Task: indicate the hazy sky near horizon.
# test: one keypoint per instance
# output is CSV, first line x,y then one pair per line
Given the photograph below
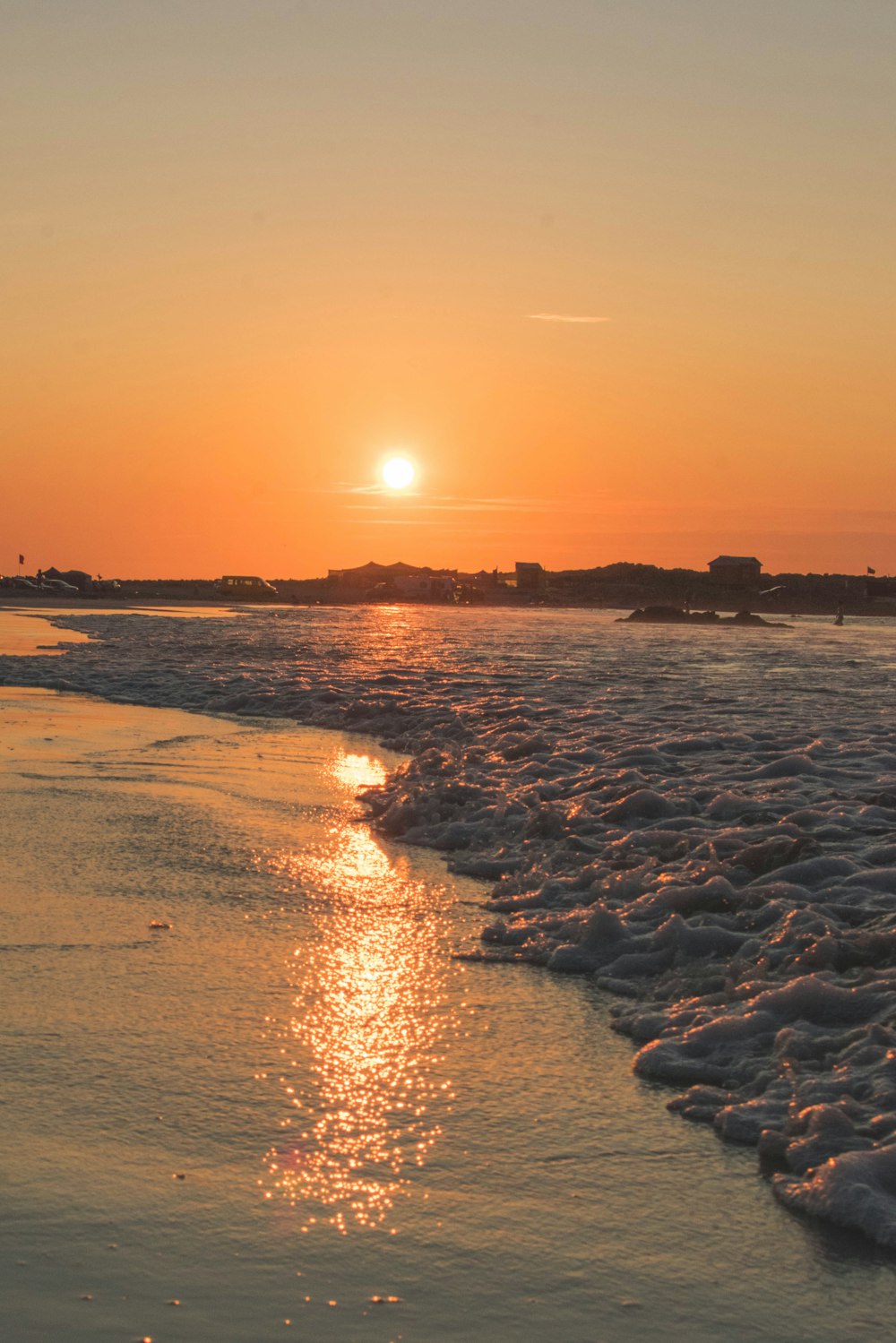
x,y
250,249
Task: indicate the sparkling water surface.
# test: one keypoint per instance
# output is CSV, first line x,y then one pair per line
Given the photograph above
x,y
355,1114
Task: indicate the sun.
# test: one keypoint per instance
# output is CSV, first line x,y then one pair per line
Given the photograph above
x,y
398,473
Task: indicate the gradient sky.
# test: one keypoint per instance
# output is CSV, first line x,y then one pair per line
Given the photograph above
x,y
252,246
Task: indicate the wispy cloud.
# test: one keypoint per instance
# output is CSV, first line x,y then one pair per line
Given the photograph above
x,y
564,317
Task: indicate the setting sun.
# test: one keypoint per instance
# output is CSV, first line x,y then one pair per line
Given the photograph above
x,y
398,473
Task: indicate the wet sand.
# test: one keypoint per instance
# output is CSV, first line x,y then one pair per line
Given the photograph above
x,y
354,1114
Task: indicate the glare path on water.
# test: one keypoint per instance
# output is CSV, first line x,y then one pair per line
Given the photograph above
x,y
360,1071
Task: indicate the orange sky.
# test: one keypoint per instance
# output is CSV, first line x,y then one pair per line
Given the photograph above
x,y
250,249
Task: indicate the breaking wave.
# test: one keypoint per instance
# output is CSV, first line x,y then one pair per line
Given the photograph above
x,y
704,821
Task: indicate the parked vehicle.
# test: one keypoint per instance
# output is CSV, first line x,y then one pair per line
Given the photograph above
x,y
246,589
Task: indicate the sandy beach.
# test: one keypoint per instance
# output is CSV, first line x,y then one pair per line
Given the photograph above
x,y
249,1090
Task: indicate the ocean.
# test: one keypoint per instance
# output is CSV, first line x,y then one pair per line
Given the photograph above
x,y
260,1060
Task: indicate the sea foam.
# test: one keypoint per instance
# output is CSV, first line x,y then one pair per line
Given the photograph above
x,y
702,821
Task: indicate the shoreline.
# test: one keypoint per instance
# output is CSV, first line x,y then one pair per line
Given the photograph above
x,y
665,933
156,1053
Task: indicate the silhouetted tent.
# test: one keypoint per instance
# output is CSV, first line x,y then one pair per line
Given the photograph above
x,y
83,581
735,568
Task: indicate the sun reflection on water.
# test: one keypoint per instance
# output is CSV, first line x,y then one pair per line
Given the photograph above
x,y
362,1063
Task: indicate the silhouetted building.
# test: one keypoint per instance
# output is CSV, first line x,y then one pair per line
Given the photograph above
x,y
530,578
408,581
77,578
735,568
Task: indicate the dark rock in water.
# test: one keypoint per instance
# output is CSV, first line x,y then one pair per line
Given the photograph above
x,y
677,616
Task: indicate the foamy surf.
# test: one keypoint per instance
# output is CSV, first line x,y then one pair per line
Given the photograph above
x,y
707,831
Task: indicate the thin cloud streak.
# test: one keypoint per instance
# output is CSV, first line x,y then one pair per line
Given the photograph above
x,y
564,317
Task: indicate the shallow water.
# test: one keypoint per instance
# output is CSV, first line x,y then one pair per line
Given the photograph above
x,y
354,1112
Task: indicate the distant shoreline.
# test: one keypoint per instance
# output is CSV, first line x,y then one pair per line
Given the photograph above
x,y
40,602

▬▬▬▬▬▬

Repeat word for word the lines of the records above, from the line that contains "Task: indicate the foamy surf." through the final line of the records.

**FINAL RESULT**
Task: indicate the foamy surf.
# test: one keypoint per instance
# output is CSV, first line x,y then one pair per line
Given the photograph above
x,y
707,831
Task: indicate the thin cloud streak.
# test: one keypoint per instance
# output is CSV, first line x,y then one pair per line
Given the photograph above
x,y
564,317
Task: indicate the shallow water.
# test: one keypoint per instance
# output is CSV, first line x,y then one pair per line
Given the photograph above
x,y
354,1112
Task: indicate the distant shoreline.
# test: one keypoint per instance
# output is CSV, first line x,y then one pair per line
Given the photograph above
x,y
40,602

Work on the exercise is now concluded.